**Texte extrait:**
..............................

Je ne fais de leçon à personne, mon livre ne dénonce rien. On sait très bien qu’il y a des millions de maris, de papas et de grands frères qui sont géniaux et tendres. Mais la galerie de portraits d’hommes qu’on trouve dans mon livre, alors là, il n’y a pas de quoi être fier. Combien de chercheurs hommes travaillent sur l’histoire des femmes ? Je n’en connais pas beaucoup, 99 % des chercheurs qui travaillent sur l’histoire des femmes sont des femmes. Ça veut dire quelque chose. Si ce livre avait été écrit par une femme, je suis certain qu’il n’aurait pas eu le même impact. C’est une réflexion sur la masculinité. Qu’est-ce que la masculinité dans nos sociétés ? N’importe quel imbécile a des théories sur ce qu’est la féminité, mais il n’y a pas beaucoup d’hommes qui vous diront ce que c’est qu’être masculin.

Pourquoi vous intéressez-vous autant au sort des enfants abandonnés ?

..............................

**Énoncé A:** D’après le texte extrait, quelle part des chercheurs qui travaillent sur l’histoire des femmes sont des femmes ?
**Énoncé B:**
Les affirmations suivantes sont-elles conformes au texte extrait ? Répondez par oui ou par non, en citant à chaque fois les mots du texte qui tranchent.
(i) L’auteur dit que son livre dénonce les hommes.
(ii) L’auteur pense que le livre aurait eu le même impact s’il avait été écrit par une femme.
(iii) L’auteur présente son livre comme une réflexion sur la masculinité.

**Extrait des données:**
..............................

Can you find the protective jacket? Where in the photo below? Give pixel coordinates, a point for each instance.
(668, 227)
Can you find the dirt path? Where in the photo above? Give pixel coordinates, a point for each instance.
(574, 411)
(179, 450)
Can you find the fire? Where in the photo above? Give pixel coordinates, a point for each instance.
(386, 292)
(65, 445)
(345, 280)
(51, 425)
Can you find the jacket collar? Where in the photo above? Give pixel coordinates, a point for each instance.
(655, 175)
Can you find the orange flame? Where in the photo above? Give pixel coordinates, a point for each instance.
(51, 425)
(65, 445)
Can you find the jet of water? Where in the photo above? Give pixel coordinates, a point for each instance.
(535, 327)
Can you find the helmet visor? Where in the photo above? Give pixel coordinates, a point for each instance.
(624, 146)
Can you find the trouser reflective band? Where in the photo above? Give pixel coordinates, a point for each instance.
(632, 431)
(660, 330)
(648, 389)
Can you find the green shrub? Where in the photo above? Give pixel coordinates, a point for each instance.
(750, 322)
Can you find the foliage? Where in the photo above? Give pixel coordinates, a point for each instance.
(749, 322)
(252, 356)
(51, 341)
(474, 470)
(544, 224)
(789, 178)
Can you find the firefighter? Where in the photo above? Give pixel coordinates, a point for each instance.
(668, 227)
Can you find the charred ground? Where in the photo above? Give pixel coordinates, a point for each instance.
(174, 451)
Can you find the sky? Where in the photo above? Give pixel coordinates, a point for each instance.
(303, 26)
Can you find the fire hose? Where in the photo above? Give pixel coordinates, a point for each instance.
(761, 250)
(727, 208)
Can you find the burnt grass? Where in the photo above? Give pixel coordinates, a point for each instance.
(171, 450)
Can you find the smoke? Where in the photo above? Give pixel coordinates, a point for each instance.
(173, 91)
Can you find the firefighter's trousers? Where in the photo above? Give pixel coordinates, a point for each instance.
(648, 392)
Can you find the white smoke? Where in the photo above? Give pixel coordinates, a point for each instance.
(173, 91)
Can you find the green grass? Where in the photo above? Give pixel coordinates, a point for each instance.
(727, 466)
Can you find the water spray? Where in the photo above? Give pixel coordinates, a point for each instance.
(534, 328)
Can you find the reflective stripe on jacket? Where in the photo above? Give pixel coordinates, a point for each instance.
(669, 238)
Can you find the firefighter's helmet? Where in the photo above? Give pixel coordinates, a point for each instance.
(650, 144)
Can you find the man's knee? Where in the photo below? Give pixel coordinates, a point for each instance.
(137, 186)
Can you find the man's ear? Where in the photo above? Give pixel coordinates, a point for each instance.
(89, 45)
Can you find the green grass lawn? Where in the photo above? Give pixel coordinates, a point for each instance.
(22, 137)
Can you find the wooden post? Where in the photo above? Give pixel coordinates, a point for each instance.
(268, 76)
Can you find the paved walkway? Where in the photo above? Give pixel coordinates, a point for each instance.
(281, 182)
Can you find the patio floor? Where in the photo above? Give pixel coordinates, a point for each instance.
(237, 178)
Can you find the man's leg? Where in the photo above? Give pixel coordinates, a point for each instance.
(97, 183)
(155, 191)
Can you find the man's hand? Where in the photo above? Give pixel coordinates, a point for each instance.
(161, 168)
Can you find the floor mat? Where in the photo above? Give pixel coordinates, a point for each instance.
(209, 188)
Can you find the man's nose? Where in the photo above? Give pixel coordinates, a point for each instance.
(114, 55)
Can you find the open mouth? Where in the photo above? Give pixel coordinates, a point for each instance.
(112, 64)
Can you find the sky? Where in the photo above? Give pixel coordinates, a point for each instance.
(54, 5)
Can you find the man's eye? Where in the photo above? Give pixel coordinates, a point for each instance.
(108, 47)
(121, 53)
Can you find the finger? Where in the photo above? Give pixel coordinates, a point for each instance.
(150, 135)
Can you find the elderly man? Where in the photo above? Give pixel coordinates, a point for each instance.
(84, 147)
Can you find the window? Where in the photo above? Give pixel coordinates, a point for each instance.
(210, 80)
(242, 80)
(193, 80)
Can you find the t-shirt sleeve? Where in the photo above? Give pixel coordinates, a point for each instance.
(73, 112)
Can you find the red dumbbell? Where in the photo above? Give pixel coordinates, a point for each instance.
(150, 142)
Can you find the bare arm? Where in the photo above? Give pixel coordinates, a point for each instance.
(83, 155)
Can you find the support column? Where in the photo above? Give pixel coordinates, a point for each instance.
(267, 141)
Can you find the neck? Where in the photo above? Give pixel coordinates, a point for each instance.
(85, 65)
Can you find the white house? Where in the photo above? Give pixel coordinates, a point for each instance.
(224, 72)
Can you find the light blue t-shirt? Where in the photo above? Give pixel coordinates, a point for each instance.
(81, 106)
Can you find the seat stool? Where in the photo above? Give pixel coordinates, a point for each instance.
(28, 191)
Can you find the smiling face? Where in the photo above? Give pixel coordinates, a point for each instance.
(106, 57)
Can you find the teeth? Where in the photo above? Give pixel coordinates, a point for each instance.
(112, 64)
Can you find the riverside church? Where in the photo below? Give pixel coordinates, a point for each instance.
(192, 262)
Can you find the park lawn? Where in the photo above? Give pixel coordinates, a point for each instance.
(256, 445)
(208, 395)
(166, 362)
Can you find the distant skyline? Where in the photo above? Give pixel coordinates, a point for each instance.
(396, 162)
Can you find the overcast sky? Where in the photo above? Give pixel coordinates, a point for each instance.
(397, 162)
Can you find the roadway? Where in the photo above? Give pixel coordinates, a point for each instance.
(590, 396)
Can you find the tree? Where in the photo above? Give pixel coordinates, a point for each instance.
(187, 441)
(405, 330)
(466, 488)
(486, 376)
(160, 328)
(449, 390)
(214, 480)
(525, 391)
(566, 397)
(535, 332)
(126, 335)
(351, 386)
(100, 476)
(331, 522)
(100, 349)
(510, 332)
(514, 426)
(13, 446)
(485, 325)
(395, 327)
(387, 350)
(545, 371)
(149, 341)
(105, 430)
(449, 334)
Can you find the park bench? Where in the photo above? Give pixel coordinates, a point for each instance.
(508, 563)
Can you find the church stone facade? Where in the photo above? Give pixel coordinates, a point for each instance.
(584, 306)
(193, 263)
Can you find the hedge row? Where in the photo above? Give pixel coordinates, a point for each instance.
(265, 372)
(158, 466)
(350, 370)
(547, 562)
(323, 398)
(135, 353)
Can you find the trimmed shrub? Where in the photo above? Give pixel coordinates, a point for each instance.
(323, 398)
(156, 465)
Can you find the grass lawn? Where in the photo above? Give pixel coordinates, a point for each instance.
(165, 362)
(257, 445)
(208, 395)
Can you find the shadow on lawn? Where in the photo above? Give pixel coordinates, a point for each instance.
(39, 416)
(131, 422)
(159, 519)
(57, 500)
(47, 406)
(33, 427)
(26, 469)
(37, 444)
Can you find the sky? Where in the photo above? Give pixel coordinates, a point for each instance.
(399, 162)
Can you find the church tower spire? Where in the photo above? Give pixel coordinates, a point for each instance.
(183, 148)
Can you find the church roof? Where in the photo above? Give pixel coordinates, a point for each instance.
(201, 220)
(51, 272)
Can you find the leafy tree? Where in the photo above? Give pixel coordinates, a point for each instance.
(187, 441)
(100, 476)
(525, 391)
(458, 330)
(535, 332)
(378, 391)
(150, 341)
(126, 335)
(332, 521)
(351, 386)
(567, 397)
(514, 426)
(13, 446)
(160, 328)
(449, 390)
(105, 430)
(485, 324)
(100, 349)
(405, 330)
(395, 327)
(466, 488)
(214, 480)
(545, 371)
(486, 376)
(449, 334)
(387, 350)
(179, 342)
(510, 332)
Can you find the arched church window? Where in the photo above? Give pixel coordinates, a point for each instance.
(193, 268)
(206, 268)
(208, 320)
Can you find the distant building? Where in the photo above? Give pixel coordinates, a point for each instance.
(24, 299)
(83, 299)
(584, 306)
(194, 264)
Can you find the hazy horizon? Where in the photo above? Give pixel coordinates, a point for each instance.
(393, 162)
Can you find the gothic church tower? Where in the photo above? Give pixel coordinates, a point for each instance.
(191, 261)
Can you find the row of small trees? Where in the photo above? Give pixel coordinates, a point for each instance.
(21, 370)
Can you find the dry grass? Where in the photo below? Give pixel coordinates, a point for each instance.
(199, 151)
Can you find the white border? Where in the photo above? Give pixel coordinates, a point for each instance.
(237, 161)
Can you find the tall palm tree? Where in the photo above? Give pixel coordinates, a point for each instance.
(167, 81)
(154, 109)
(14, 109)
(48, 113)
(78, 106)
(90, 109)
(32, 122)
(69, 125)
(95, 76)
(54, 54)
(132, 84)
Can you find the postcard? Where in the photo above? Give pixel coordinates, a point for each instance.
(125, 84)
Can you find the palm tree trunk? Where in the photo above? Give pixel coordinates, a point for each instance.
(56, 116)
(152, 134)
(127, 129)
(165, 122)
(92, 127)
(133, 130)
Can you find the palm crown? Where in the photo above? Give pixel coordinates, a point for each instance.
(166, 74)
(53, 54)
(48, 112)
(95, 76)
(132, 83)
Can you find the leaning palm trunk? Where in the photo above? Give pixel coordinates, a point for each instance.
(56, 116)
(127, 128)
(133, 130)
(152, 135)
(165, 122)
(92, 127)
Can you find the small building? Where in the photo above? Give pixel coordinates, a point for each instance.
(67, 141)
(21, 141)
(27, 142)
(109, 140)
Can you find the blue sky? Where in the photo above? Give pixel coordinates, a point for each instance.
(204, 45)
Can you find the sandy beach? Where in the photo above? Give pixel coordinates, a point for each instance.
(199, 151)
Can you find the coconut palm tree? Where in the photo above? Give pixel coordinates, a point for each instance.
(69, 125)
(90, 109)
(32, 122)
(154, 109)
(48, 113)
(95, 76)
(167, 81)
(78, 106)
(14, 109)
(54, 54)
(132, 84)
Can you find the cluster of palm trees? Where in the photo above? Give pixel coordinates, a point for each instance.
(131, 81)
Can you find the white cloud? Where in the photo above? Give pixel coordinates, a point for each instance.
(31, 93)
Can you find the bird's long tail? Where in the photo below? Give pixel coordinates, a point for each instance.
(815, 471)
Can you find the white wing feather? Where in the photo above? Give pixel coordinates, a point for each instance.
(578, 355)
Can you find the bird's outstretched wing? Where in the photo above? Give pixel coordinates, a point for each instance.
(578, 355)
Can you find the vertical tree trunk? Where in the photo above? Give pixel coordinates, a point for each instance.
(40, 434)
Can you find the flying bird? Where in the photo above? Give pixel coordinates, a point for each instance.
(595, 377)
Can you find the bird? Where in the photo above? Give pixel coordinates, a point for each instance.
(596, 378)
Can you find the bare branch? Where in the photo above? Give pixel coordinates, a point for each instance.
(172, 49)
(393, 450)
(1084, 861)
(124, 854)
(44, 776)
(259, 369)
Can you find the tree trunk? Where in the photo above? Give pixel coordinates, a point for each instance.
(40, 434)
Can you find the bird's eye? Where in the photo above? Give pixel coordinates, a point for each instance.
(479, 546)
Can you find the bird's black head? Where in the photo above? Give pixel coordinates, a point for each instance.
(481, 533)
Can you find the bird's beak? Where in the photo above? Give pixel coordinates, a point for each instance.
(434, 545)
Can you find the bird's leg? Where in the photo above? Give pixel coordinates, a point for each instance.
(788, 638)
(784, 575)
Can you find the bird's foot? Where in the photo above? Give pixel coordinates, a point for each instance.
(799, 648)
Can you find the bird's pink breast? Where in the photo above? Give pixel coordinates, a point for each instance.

..............................

**Réponse complète A:** 99 % de ces chercheurs sont des femmes.

**Réponse complète B:**
(i) Non : « mon livre ne dénonce rien ».
(ii) Non : « je suis certain qu’il n’aurait pas eu le même impact ».
(iii) Oui : « C’est une réflexion sur la masculinité. »